[Given data]

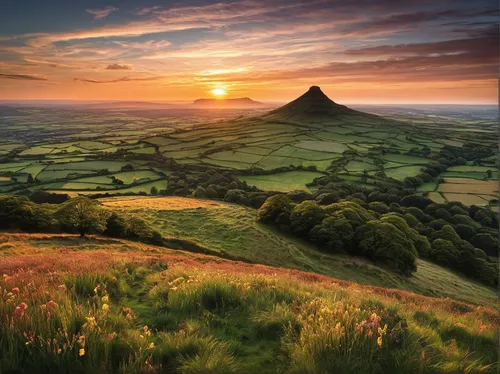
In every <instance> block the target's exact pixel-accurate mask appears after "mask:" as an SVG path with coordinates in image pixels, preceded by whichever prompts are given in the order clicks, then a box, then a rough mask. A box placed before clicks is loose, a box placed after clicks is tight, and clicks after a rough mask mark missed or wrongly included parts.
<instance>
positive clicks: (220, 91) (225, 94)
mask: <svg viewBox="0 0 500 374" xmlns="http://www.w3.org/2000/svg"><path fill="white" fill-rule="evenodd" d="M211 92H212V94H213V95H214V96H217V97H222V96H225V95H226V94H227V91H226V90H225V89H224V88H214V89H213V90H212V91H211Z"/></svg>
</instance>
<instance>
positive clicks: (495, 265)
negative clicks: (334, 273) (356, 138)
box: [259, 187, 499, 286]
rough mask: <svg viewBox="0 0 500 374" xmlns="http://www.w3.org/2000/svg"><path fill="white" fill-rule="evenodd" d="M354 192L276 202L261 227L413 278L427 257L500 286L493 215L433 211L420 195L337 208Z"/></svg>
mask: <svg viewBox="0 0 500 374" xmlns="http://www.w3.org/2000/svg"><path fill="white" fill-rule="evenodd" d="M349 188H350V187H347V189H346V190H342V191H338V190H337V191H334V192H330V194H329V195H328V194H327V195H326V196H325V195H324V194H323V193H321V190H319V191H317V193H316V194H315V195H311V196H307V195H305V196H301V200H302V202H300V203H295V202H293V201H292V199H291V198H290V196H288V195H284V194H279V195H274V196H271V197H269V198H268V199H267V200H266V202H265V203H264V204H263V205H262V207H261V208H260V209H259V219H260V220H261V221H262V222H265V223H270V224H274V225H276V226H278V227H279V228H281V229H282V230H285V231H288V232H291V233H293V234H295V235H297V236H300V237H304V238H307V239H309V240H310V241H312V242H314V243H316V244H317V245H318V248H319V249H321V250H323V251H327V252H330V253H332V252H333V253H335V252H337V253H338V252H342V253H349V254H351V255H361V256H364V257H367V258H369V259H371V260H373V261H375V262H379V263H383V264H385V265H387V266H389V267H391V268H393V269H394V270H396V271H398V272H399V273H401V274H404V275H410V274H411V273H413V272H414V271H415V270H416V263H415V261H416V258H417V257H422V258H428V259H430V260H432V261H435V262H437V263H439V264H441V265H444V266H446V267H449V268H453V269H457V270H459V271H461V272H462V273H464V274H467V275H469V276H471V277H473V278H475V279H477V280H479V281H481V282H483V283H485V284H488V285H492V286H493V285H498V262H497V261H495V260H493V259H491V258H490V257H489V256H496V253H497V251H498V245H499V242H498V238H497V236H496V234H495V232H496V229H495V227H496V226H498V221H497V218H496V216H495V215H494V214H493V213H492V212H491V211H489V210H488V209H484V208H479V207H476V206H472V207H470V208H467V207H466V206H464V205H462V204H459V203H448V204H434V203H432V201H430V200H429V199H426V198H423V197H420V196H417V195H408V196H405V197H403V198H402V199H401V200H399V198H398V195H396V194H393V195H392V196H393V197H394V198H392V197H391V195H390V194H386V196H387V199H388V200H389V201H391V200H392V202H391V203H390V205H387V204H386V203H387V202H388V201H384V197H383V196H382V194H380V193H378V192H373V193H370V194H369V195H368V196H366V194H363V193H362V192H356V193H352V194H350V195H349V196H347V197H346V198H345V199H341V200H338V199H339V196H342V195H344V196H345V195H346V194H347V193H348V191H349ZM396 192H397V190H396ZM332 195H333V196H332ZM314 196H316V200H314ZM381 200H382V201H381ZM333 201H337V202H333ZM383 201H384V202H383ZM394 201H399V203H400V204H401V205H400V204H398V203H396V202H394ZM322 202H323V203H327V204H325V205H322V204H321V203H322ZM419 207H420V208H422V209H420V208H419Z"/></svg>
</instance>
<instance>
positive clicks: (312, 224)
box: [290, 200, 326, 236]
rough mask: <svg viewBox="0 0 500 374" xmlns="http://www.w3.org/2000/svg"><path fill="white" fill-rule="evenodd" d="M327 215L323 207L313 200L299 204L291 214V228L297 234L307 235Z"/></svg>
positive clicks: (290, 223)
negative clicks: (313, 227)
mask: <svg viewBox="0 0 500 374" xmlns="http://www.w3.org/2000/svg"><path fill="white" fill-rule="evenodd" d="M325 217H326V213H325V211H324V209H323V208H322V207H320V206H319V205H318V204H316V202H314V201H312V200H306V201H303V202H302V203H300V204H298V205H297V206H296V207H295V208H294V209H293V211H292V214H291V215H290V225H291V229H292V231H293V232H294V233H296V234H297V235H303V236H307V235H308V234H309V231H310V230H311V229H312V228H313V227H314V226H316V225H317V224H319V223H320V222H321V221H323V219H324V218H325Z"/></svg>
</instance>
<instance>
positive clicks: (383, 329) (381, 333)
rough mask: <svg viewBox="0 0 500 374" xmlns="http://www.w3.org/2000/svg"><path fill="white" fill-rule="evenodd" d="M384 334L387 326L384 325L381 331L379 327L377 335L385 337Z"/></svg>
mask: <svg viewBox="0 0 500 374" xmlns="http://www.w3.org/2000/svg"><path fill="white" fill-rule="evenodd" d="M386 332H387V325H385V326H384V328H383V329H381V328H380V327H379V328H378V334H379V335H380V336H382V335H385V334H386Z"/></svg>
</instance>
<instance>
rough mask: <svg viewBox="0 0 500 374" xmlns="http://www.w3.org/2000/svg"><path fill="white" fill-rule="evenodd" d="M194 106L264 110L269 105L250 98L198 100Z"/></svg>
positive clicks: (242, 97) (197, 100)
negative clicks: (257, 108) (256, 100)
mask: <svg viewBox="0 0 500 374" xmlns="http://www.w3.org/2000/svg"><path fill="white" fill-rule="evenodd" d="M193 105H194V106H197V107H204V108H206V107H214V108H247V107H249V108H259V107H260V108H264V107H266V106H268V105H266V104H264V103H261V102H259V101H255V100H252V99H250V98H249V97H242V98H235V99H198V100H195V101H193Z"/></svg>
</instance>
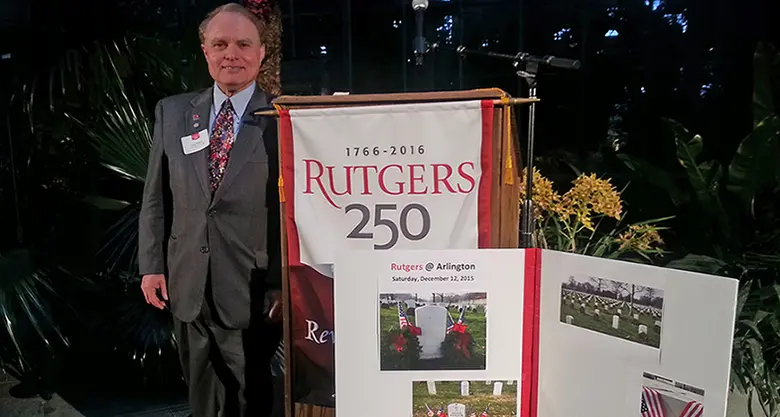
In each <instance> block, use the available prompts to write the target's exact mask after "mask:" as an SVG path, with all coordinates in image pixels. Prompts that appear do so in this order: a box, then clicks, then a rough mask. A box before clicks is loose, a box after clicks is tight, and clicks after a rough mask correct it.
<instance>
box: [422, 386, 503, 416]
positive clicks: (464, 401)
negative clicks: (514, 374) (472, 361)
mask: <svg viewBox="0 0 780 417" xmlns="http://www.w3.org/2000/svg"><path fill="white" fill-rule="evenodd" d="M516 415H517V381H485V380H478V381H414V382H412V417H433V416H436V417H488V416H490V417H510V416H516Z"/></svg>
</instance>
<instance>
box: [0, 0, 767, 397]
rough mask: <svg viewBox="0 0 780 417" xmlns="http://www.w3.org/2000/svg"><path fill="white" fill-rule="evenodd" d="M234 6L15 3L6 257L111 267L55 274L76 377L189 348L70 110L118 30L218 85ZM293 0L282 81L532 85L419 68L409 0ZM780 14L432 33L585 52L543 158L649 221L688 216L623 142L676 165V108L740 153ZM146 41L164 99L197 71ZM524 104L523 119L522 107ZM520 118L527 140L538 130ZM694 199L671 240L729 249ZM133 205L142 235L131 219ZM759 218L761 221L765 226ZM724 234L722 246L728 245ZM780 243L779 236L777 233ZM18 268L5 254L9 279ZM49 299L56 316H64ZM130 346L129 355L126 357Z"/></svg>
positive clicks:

[/Given data]

- [Task brief] Retype all of the data above word for word, excluding the pictures.

- [Response area]
In every <instance> block the target's exact pixel-accurate mask appears after "mask:" as an SVG path with coordinates in image pixels, preceded by whichever prompts are given in the order clicks, then a box, then a rough mask. A box placed before clicks is loose, a box placed after clicks is tight, and clicks after a rough mask mark missed or wrongly included parts.
<instance>
positive clicks: (220, 91) (225, 94)
mask: <svg viewBox="0 0 500 374" xmlns="http://www.w3.org/2000/svg"><path fill="white" fill-rule="evenodd" d="M211 92H212V94H213V95H214V96H217V97H222V96H225V95H226V94H227V91H226V90H225V89H224V88H214V89H213V90H212V91H211Z"/></svg>
</instance>
<instance>
positive clicks: (495, 265)
negative clicks: (334, 273) (356, 138)
box: [259, 187, 499, 286]
rough mask: <svg viewBox="0 0 500 374" xmlns="http://www.w3.org/2000/svg"><path fill="white" fill-rule="evenodd" d="M354 192L276 202L261 227L413 278L427 257L500 286L493 215L433 211L420 195L337 208Z"/></svg>
mask: <svg viewBox="0 0 500 374" xmlns="http://www.w3.org/2000/svg"><path fill="white" fill-rule="evenodd" d="M349 188H350V187H347V189H346V190H342V191H338V190H337V191H334V192H330V194H329V195H328V194H327V195H326V196H325V195H324V194H323V193H321V190H319V191H317V193H316V194H315V195H311V196H307V195H305V196H301V200H302V202H300V203H295V202H293V201H292V199H291V198H290V196H288V195H284V194H279V195H274V196H271V197H269V198H268V199H267V200H266V202H265V203H264V204H263V205H262V207H261V208H260V209H259V219H260V220H261V221H262V222H265V223H270V224H274V225H276V226H278V227H279V228H281V229H282V230H285V231H288V232H291V233H293V234H295V235H297V236H300V237H304V238H307V239H309V240H310V241H312V242H314V243H316V244H317V245H318V248H319V249H321V250H323V251H327V252H330V253H332V252H333V253H335V252H337V253H338V252H342V253H349V254H351V255H361V256H364V257H367V258H369V259H371V260H373V261H375V262H379V263H383V264H385V265H387V266H389V267H391V268H393V269H394V270H396V271H398V272H399V273H401V274H404V275H410V274H411V273H413V272H414V271H415V270H416V263H415V261H416V258H417V257H422V258H428V259H430V260H432V261H435V262H437V263H439V264H441V265H444V266H446V267H449V268H453V269H457V270H459V271H461V272H462V273H464V274H467V275H469V276H471V277H473V278H475V279H477V280H479V281H481V282H483V283H485V284H488V285H492V286H493V285H498V262H497V261H495V260H493V259H491V258H490V257H489V256H496V253H497V251H498V245H499V242H498V238H497V236H496V234H495V232H496V229H495V227H496V226H498V221H497V218H496V216H495V215H494V214H493V213H492V212H491V211H489V210H488V209H484V208H479V207H476V206H472V207H470V208H467V207H466V206H464V205H462V204H459V203H448V204H434V203H432V201H430V200H429V199H426V198H423V197H420V196H417V195H408V196H405V197H403V198H402V199H401V200H399V198H398V195H396V194H393V195H392V196H393V197H394V198H392V197H391V195H390V194H386V196H387V199H388V200H389V201H391V200H392V202H391V203H390V205H387V204H386V203H387V202H388V201H384V197H383V196H382V194H380V193H378V192H373V193H370V194H369V195H368V196H366V194H363V193H362V192H356V193H352V194H350V195H349V196H347V197H346V198H345V199H341V200H338V199H339V196H342V195H344V196H345V195H346V194H347V193H348V191H349ZM396 192H397V190H396ZM332 195H333V196H332ZM314 196H316V200H314ZM381 200H382V201H381ZM333 201H337V202H333ZM383 201H384V202H383ZM394 201H399V203H400V204H401V205H400V204H398V203H396V202H394ZM322 202H323V203H327V204H325V205H322V204H321V203H322ZM419 207H420V208H422V209H420V208H419Z"/></svg>
</instance>
<instance>
positive clicks: (312, 224)
box: [290, 200, 326, 236]
rough mask: <svg viewBox="0 0 500 374" xmlns="http://www.w3.org/2000/svg"><path fill="white" fill-rule="evenodd" d="M327 215L323 207L313 200L299 204L291 214V228L297 234L307 235Z"/></svg>
positive clicks: (290, 223)
negative clicks: (313, 227)
mask: <svg viewBox="0 0 500 374" xmlns="http://www.w3.org/2000/svg"><path fill="white" fill-rule="evenodd" d="M325 217H326V213H325V211H324V209H323V208H322V207H320V206H319V205H318V204H316V202H314V201H312V200H306V201H303V202H302V203H300V204H298V205H297V206H296V207H295V208H294V209H293V211H292V214H291V215H290V225H291V229H292V231H293V232H294V233H296V234H297V235H303V236H307V235H308V234H309V231H310V230H311V229H312V228H313V227H314V226H316V225H317V224H319V223H320V222H321V221H323V219H324V218H325Z"/></svg>
</instance>
<instance>
positive clicks: (383, 329) (381, 333)
rough mask: <svg viewBox="0 0 500 374" xmlns="http://www.w3.org/2000/svg"><path fill="white" fill-rule="evenodd" d="M384 334L387 326L384 325L381 331L379 327L377 335L385 337Z"/></svg>
mask: <svg viewBox="0 0 500 374" xmlns="http://www.w3.org/2000/svg"><path fill="white" fill-rule="evenodd" d="M386 332H387V325H385V326H384V328H383V329H381V328H380V327H379V328H378V334H379V335H380V336H382V335H385V334H386Z"/></svg>
</instance>
<instance>
rough mask: <svg viewBox="0 0 500 374" xmlns="http://www.w3.org/2000/svg"><path fill="white" fill-rule="evenodd" d="M194 106L264 110L269 105L250 98L198 100Z"/></svg>
positive clicks: (242, 97) (197, 100)
negative clicks: (257, 108) (256, 100)
mask: <svg viewBox="0 0 500 374" xmlns="http://www.w3.org/2000/svg"><path fill="white" fill-rule="evenodd" d="M193 105H194V106H197V107H204V108H206V107H214V108H247V107H249V108H259V107H260V108H264V107H266V106H268V105H266V104H264V103H261V102H259V101H255V100H252V99H250V98H249V97H242V98H235V99H198V100H195V101H193Z"/></svg>
</instance>
In each <instance> block, use the available prompts to write the target's exact mask after "mask:" as an SVG path, with all coordinates in image pixels. Prompts that appear do so in this order: a box, then clicks, then a rough mask. A box before clicks is loose, a box after clicks is tight, and clicks after a rough mask correct it.
<instance>
box: [422, 386, 503, 416]
positive clicks: (464, 401)
negative clicks: (514, 374) (472, 361)
mask: <svg viewBox="0 0 780 417" xmlns="http://www.w3.org/2000/svg"><path fill="white" fill-rule="evenodd" d="M516 415H517V381H485V380H478V381H414V382H412V417H433V416H436V417H488V416H490V417H510V416H516Z"/></svg>
</instance>
<instance>
box: [0, 0, 767, 397]
rough mask: <svg viewBox="0 0 780 417" xmlns="http://www.w3.org/2000/svg"><path fill="white" fill-rule="evenodd" d="M234 6L15 3L6 257L111 267L55 274L76 377L189 348L70 110L118 30L218 85ZM293 0L282 81L532 85L419 68L409 0ZM780 14L432 33L585 52L543 158L649 221L688 216L623 142L676 165V108L740 153ZM146 41L164 99L197 71ZM524 104L523 119L522 107ZM520 118L527 140L538 130ZM694 199L671 240L729 249ZM133 205L142 235L131 219ZM759 218L761 221L765 226ZM724 234L722 246L728 245ZM780 243L779 236L777 233ZM18 268L5 254L9 279ZM49 299L56 316H64ZM130 346L129 355L126 357Z"/></svg>
positive clicks:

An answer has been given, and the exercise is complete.